What to work on - Every line containing "skate" should be copied out. Go through the entries and find them.

Stored dataset items -
<<<<

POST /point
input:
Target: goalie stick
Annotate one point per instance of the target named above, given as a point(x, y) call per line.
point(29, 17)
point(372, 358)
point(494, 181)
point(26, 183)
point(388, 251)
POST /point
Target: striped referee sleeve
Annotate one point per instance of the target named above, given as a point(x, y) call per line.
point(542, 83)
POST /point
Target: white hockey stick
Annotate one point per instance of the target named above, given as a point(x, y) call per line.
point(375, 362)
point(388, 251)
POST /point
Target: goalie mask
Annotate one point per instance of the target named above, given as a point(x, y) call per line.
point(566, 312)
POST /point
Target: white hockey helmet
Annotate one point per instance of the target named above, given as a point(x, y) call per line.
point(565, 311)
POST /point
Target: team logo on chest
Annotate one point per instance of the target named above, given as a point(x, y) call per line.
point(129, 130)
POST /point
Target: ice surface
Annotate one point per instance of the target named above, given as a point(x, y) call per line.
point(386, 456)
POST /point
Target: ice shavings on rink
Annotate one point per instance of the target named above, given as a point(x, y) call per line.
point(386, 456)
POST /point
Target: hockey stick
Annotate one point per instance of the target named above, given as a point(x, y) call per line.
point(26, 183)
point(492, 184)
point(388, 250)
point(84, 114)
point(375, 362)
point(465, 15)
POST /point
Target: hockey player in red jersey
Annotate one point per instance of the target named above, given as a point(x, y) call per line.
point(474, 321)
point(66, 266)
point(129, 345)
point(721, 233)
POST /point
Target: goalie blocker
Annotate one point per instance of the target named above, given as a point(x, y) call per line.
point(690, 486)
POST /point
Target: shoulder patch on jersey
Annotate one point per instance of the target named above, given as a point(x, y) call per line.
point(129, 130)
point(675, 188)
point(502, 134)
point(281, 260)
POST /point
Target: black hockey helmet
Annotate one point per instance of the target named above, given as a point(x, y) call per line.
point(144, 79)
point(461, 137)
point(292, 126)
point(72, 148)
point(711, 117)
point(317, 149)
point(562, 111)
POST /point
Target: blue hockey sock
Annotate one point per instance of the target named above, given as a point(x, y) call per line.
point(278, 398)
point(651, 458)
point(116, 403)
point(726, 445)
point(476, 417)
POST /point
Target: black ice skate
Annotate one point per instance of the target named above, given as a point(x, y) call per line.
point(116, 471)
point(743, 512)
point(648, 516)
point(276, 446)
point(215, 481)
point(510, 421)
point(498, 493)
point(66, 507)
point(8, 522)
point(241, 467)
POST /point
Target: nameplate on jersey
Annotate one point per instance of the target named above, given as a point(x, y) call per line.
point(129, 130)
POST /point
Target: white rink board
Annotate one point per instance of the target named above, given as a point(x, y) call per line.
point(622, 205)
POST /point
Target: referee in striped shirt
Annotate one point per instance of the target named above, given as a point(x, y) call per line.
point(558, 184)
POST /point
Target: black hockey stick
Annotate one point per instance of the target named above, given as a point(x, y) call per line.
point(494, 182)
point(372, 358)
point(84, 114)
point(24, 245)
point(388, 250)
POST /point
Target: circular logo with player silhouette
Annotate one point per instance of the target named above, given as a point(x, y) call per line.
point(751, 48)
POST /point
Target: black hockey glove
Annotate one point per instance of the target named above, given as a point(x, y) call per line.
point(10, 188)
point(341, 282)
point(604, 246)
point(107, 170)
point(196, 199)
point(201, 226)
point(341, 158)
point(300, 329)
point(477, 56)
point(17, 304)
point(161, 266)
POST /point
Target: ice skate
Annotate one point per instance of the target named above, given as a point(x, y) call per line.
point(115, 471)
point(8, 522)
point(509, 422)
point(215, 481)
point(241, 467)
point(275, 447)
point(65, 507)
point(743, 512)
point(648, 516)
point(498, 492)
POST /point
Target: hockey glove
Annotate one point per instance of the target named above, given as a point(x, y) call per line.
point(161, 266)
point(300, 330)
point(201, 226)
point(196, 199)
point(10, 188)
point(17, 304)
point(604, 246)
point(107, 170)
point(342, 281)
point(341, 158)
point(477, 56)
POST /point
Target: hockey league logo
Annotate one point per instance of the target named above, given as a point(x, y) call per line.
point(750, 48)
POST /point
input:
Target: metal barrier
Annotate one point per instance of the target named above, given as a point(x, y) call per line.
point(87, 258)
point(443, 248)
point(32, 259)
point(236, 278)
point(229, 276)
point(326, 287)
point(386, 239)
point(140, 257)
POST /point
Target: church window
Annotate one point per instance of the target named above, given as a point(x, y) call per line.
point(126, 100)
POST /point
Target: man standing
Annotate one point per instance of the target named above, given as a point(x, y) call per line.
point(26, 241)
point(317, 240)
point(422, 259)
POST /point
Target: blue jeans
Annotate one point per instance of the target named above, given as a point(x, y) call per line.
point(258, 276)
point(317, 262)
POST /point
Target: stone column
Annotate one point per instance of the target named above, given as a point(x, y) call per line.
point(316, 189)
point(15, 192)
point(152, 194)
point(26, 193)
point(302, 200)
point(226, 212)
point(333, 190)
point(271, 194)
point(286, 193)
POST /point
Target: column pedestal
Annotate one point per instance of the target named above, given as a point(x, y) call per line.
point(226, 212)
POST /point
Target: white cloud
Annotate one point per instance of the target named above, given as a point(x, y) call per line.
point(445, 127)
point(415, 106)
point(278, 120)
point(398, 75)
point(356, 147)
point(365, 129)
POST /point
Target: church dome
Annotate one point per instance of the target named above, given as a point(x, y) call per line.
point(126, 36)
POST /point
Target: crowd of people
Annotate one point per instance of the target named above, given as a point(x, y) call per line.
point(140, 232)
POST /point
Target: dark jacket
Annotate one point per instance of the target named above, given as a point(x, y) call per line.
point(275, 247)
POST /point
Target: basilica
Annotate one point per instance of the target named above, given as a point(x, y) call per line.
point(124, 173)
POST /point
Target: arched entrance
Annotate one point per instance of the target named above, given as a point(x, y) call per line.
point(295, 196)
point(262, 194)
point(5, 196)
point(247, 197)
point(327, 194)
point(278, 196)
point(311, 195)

>>>>

Answer to the problem -
Target: black ice skate
Target: ice skate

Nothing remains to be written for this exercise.